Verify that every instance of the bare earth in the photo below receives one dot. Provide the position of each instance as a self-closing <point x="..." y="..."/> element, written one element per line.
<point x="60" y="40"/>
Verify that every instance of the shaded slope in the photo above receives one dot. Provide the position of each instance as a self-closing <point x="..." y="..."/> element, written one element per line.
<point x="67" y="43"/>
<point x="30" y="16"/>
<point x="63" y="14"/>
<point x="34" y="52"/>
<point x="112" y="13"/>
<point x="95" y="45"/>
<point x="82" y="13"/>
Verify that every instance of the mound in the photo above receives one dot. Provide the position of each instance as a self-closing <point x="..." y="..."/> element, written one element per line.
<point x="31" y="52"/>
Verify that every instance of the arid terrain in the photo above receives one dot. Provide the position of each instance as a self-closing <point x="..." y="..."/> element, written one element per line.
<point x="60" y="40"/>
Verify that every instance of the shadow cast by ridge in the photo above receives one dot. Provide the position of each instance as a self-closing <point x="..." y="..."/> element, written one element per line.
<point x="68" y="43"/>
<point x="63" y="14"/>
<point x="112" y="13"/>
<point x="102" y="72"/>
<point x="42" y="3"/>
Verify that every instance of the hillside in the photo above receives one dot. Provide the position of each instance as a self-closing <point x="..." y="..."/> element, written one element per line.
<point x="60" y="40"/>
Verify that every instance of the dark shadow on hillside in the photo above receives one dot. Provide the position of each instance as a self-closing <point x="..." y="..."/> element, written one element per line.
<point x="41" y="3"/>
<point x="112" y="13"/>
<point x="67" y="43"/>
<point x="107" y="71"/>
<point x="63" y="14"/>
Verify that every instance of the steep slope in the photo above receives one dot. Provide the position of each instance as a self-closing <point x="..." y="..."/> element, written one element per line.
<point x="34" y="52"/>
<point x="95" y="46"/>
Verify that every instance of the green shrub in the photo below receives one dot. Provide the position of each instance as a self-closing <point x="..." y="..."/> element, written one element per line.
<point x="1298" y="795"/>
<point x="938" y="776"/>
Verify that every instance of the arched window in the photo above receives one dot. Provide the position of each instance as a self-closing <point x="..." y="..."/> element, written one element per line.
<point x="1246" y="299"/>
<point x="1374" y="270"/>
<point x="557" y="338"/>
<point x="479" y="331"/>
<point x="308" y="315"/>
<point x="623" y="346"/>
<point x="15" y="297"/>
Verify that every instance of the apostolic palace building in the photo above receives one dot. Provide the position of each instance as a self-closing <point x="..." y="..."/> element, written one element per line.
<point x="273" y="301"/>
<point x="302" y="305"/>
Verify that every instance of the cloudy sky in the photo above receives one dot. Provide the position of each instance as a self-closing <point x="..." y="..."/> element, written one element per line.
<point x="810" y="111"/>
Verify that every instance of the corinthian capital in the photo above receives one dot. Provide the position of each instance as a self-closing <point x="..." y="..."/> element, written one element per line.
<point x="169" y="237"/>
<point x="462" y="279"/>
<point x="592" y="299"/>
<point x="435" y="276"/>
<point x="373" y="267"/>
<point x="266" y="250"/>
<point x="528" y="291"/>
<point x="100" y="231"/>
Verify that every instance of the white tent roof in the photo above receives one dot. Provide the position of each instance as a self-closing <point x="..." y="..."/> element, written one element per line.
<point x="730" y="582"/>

---

> **Description of the task**
Print every entry exactly as written.

> **Result of this task**
Verify that every instance of the bare earth in the photo below receives one dot. Provide the position of each instance as a self-closing <point x="..." y="..."/> element, written one element per line.
<point x="60" y="40"/>
Verify that every instance of the shaded slope in the photo above receives one dot. Provide the position of each instance as a self-closing <point x="..." y="..."/> element, written one element per line.
<point x="67" y="43"/>
<point x="30" y="16"/>
<point x="63" y="14"/>
<point x="34" y="52"/>
<point x="112" y="13"/>
<point x="95" y="45"/>
<point x="82" y="13"/>
Verify that every instance of the mound in the photo above receives one dot. Provide the position of each instance as a self-closing <point x="..." y="..."/> element, written one element per line.
<point x="31" y="52"/>
Verify that every instance of the arid terrain in the photo above receives one dot. Provide the position of each instance as a self-closing <point x="..." y="..."/> element, written one element per line.
<point x="60" y="40"/>
Verify that every instance of the shadow cast by ridge in the photo above receives one dot. Provide the position of each instance as a self-closing <point x="..." y="..."/> element, written one element per line.
<point x="68" y="43"/>
<point x="63" y="14"/>
<point x="112" y="13"/>
<point x="102" y="72"/>
<point x="42" y="3"/>
Verify that every instance of the hillside in the photo above receives one dot. Provide the position of each instance as a self-closing <point x="..." y="..."/> element, written one element per line.
<point x="60" y="40"/>
Verify that every instance of the dark shadow on hillside in the photo above receives one dot. Provide the position of each instance as a self-closing <point x="..." y="..."/> element, written one element per line.
<point x="41" y="3"/>
<point x="112" y="13"/>
<point x="67" y="43"/>
<point x="107" y="71"/>
<point x="63" y="14"/>
Verify that every instance of the steep slope in the photo above receives one dot. Provide the position of each instance as a self-closing <point x="..." y="..."/> element, written one element per line.
<point x="34" y="52"/>
<point x="95" y="46"/>
Verify that every instance of the green shrub in the photo below receives one dot. Provide the position of each instance as a self-closing <point x="..." y="..."/> element, written one element per line.
<point x="1298" y="795"/>
<point x="938" y="776"/>
Verify that every instance of the arched window in the photo above receives one dot. Provide the position of each instance as a self-closing <point x="..." y="..."/> element, written one element per line.
<point x="1246" y="299"/>
<point x="1374" y="270"/>
<point x="557" y="338"/>
<point x="479" y="331"/>
<point x="308" y="315"/>
<point x="623" y="346"/>
<point x="15" y="297"/>
Verify that every instance of the apostolic palace building in the photo above receives one dot. Provide the position of each instance as a self-closing <point x="..." y="..."/> element, written one element per line.
<point x="273" y="301"/>
<point x="302" y="305"/>
Verify that every instance of the cloudy sky in the photo above receives one dot. Provide the position of each instance as a self-closing <point x="..." y="..."/> element, written one element per line.
<point x="810" y="111"/>
Verify that every instance of the corinthian capital in the photo above receives one dot. Provide the position of each instance as a self-closing <point x="..." y="..."/> element, written one element per line.
<point x="169" y="237"/>
<point x="462" y="279"/>
<point x="592" y="299"/>
<point x="435" y="276"/>
<point x="373" y="267"/>
<point x="266" y="250"/>
<point x="528" y="291"/>
<point x="100" y="231"/>
Verify that every instance of the white tent roof in the photo above receives one dot. Provide the position of each instance as a self-closing <point x="..." y="..."/> element, written one element per line.
<point x="730" y="582"/>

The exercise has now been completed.